▶ _DIRECTION 1_: List every teacher characteristic that the dissertation record says the study examined in relation to attitudes toward inclusive education.
▶ _DIRECTION 2_:
Using the dissertation record, answer each question on its own line:
(a) How many teachers took part in the study?
(b) In which region of Cameroon were the participating schools located?
(c) Who served as the second advisor?
▶ _DIRECTION 3_: Repeat word for word the part of the dissertation record that opens with the words containing "A quantitative non-experimental" and closes with "(MANOVA, and ANOVA).".

▶ _TEXT BLOCK_:
- - -

Date of Award

2017

Document Type

Dissertation

Degree Name

Doctor of Philosophy

School

School of Education

Program

Curriculum and Instruction PhD

First Advisor

Lee Davidson

Second Advisor

Tevni Grajales

Third Advisor

Faith-Ann McGarrell

Abstract

Problem Statement

The literature from Cameroon depicts that the implementation of inclusive education is not only in its embryonic stage but faces resistance from educators who are still not accepting of the presence of students with disabilities in general education classrooms. This resistance has been attributed to several factors ranging from attachment to customs and traditions that encourage the isolation of persons with disabilities, to the lack of resources and professionals needed for the successful implementation of inclusive education programs. These unfavorable attitudes have been a cause for concern among parents, educators, and especially government leaders who do not want to be left behind the international community in embracing inclusive education. Researchers have found that unsuccessful inclusive programs stem from teachers’ perceptions of the concept of inclusion, their teaching ability, classroom management, and benefits/outcomes of inclusion. As a result, this study sought to examine if there is a relationship between teachers’ characteristics (such as gender, age, the level of education, years of teaching experience, experience teaching in inclusive classrooms, training, and teachers’ language of instruction), and their attitudes toward inclusive education.

Method

A quantitative non-experimental descriptive survey research design was used in this study. Participants included 346 full-time state licensed general education teachers from seven bilingual secondary schools participating in SEEPD pilot inclusive education program in the North West Region of Cameroon. A survey instrument “Opinions Relative to the Integration of Students with Disabilities” (ORI) was used to collect data in determining the attitudes of general education teachers toward inclusion. The Statistical Package for Social Sciences Software (SPSS) was used to analyze the data, organize the results, and provide descriptive statistics, multivariate and univariate analysis of variances (MANOVA, and ANOVA).

- - -

▶ _DATASET EXCERPT_:

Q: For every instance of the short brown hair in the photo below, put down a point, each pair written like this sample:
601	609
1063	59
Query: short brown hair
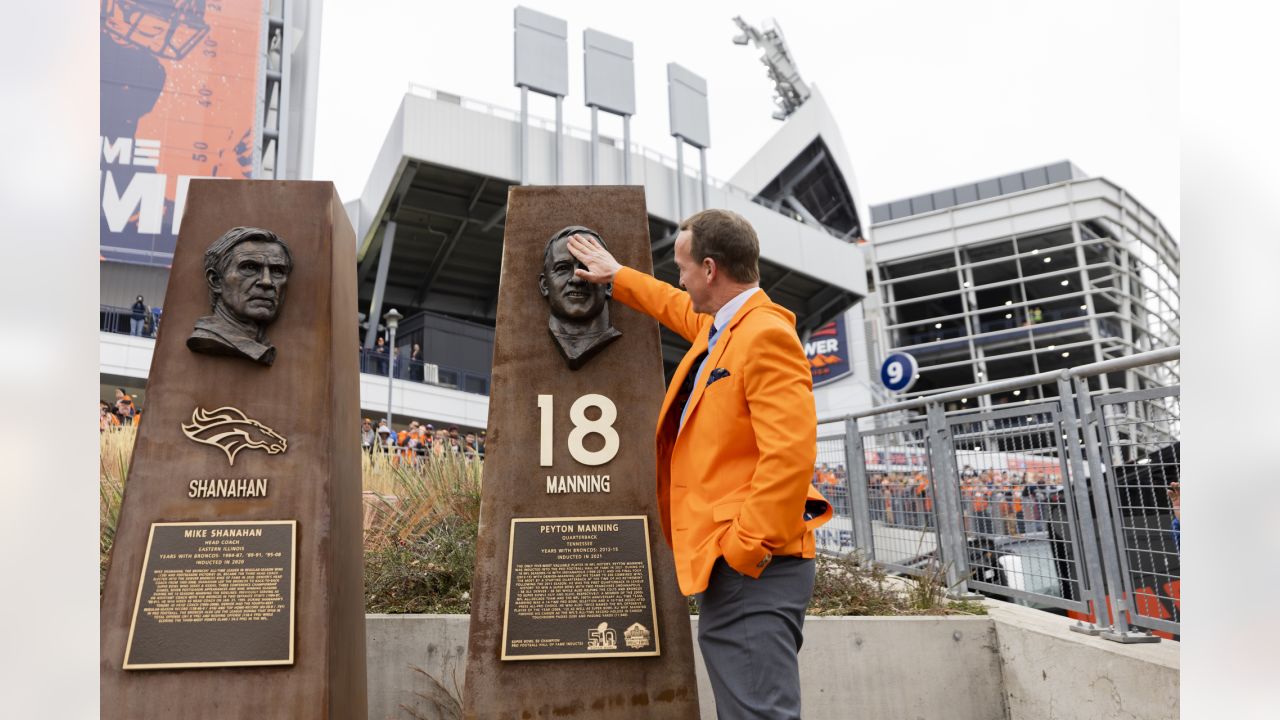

- - -

▶ _WORKED ANSWER 1_:
- Gender
- Age
- The level of education
- Years of teaching experience
- Experience teaching in inclusive classrooms
- Training
- Teachers' language of instruction

▶ _WORKED ANSWER 2_:
(a) 346
(b) The North West Region
(c) Tevni Grajales

▶ _WORKED ANSWER 3_:
A quantitative non-experimental descriptive survey research design was used in this study. Participants included 346 full-time state licensed general education teachers from seven bilingual secondary schools participating in SEEPD pilot inclusive education program in the North West Region of Cameroon. A survey instrument “Opinions Relative to the Integration of Students with Disabilities” (ORI) was used to collect data in determining the attitudes of general education teachers toward inclusion. The Statistical Package for Social Sciences Software (SPSS) was used to analyze the data, organize the results, and provide descriptive statistics, multivariate and univariate analysis of variances (MANOVA, and ANOVA).